◆ What you need to do
Please copy the stretch of the records from the start through the line containing "Phrase: white and purple soccer ball" word for word, leaving out the pictures.

[Start of Source data]

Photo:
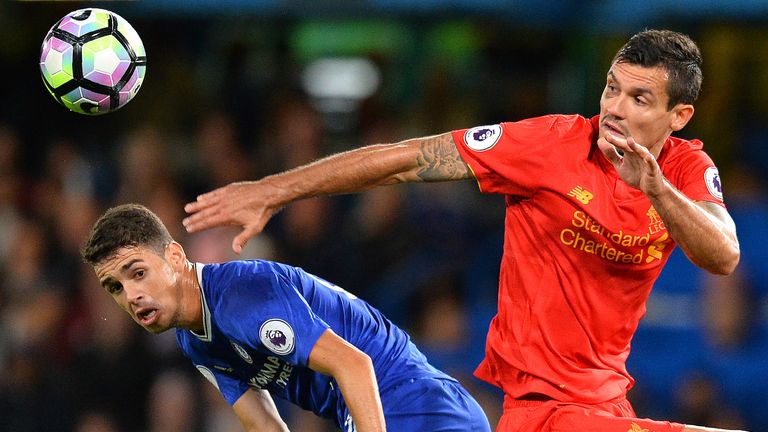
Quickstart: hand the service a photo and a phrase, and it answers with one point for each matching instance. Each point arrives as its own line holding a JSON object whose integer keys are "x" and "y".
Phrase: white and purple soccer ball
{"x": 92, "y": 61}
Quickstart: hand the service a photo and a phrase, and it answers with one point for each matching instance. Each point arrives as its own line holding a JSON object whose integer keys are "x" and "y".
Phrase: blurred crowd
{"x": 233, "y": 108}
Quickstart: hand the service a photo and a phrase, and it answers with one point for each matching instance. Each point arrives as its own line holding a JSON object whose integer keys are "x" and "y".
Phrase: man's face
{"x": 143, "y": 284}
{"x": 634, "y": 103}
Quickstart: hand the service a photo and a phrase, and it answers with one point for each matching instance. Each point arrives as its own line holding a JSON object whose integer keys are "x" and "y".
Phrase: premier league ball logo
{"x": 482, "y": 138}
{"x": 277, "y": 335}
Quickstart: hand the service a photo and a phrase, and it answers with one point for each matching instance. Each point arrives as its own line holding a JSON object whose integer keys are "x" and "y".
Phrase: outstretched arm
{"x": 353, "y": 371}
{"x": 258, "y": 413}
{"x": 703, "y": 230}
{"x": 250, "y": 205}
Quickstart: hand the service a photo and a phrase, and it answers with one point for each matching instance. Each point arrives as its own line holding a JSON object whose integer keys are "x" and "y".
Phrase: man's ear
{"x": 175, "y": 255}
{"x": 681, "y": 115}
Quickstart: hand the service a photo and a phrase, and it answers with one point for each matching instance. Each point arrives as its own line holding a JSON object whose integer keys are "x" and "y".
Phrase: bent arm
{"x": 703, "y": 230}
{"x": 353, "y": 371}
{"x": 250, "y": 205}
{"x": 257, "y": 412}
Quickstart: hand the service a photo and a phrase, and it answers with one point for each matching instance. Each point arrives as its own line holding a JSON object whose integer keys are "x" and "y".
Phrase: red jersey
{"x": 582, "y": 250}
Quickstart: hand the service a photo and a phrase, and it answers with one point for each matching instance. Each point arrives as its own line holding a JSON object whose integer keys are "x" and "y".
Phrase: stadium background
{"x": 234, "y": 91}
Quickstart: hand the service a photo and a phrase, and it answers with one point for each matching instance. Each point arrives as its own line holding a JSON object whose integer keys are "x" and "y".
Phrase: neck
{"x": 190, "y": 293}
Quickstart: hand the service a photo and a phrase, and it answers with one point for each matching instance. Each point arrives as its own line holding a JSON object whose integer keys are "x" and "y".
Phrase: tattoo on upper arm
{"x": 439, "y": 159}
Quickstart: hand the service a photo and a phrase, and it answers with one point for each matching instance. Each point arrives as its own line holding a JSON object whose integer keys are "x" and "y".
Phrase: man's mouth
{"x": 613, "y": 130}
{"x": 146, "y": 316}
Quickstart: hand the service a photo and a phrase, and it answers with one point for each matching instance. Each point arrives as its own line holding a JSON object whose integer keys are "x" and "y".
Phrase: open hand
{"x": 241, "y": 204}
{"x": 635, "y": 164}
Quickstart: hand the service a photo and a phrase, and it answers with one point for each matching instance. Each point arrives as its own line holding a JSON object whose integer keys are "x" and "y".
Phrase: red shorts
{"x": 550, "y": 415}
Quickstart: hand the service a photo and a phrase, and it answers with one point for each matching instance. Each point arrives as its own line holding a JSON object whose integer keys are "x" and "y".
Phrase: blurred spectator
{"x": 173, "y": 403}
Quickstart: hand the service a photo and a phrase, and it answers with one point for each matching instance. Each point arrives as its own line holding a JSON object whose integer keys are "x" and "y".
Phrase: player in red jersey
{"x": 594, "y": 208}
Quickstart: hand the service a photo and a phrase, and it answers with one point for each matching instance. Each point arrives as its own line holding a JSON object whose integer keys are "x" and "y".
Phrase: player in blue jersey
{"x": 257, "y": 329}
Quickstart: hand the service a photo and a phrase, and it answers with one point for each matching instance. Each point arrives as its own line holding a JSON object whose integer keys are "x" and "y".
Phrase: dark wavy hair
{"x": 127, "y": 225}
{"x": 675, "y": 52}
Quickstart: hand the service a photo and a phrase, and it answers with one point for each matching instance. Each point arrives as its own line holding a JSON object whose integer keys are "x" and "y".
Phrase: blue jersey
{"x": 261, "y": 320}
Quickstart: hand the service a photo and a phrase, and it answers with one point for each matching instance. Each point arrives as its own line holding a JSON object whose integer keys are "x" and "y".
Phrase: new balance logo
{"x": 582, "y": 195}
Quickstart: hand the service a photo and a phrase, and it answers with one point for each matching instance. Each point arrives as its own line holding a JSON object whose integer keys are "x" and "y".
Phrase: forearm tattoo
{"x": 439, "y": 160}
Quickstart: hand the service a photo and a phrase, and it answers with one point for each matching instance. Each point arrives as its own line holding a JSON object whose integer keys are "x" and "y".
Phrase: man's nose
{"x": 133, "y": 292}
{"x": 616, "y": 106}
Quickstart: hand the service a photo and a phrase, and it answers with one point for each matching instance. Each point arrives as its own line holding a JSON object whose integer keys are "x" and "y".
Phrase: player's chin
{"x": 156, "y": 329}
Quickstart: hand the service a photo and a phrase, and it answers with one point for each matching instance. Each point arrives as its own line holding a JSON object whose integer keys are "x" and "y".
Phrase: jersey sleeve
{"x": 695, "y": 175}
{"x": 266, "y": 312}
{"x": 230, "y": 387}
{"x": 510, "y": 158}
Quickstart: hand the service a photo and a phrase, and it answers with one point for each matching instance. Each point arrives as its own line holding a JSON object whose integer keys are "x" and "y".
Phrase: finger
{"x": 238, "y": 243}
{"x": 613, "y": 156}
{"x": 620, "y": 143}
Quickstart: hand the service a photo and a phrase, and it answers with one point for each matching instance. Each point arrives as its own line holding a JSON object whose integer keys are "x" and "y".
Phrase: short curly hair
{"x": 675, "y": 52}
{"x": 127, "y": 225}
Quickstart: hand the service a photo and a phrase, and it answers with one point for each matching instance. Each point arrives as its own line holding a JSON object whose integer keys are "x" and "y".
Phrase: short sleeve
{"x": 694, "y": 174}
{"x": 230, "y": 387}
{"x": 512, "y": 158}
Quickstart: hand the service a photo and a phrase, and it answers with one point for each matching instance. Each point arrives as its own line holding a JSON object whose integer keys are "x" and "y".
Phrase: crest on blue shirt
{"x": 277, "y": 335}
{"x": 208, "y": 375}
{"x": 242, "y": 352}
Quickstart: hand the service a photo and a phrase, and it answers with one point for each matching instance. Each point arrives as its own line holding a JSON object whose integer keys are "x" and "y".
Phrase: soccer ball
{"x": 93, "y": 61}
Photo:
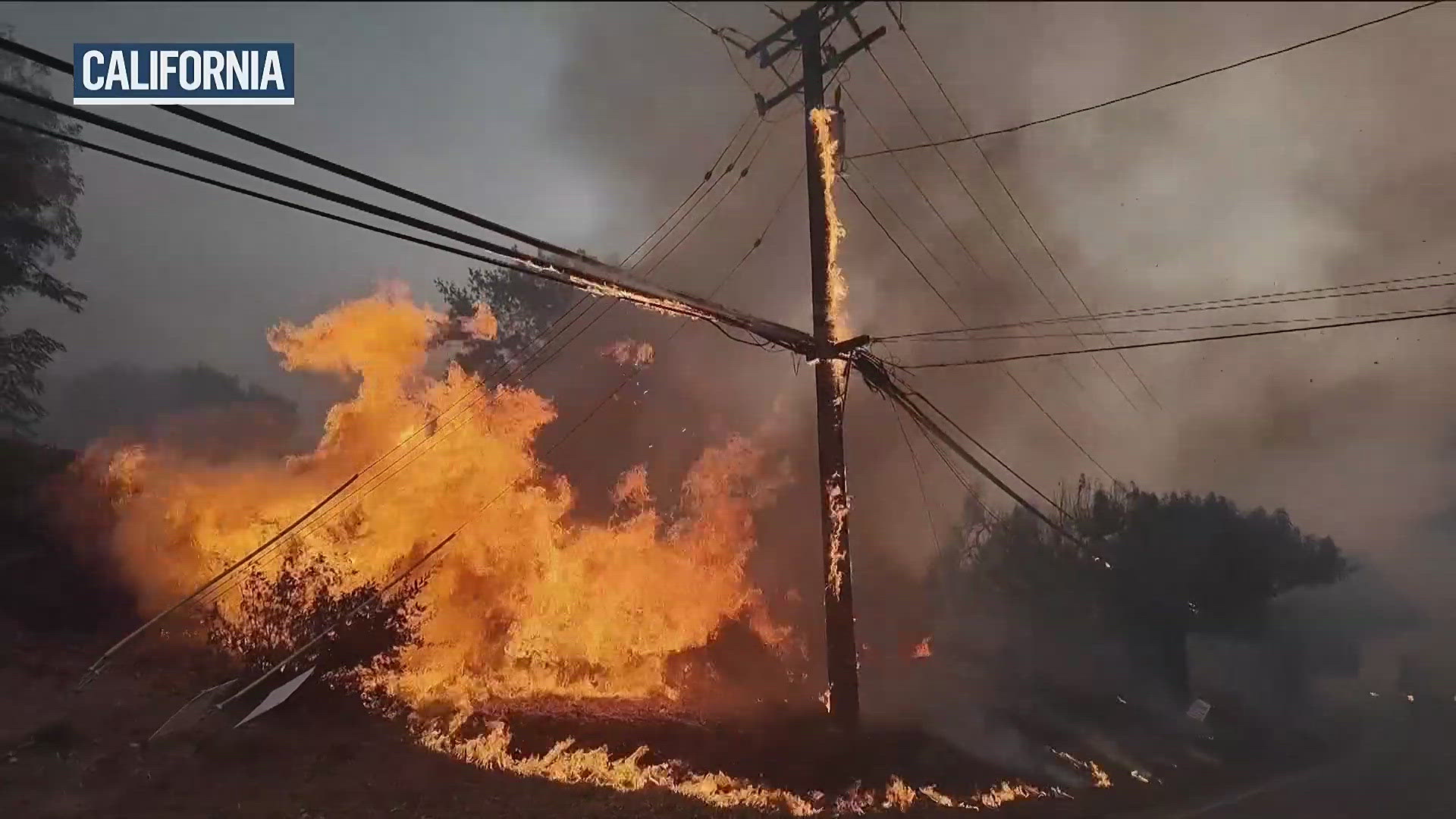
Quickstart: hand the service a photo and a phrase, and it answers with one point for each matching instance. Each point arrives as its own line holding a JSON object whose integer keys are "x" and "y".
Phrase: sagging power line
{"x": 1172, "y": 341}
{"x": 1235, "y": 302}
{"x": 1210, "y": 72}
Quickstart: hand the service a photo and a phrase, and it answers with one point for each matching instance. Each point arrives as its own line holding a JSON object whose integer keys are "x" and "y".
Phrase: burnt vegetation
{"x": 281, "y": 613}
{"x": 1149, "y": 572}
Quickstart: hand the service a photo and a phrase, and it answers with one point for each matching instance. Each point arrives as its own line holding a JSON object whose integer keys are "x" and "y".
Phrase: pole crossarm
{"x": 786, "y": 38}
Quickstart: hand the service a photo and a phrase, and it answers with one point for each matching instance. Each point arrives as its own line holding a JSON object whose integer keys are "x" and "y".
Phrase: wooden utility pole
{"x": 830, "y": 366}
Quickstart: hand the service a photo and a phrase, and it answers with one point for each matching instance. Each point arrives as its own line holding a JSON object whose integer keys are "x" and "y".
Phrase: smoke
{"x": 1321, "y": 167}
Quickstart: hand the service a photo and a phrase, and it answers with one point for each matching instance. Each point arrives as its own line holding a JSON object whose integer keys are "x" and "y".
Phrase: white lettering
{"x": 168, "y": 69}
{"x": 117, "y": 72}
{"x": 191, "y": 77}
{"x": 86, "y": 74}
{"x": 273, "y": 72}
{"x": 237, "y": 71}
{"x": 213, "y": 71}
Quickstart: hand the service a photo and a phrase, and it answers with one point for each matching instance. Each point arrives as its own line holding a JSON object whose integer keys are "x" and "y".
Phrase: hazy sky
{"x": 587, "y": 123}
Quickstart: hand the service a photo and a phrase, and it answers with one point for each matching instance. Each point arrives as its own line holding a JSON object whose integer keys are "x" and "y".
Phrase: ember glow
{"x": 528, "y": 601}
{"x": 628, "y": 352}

[End of Source data]

◆ Written solution
Photo:
Quickstart: hand the service a photo and a phrase, and it answers with one point for each matching instance. Each point arrives as its own line holding a JSON object whose integer keys are "x" and "y".
Phrase: white and purple soccer ball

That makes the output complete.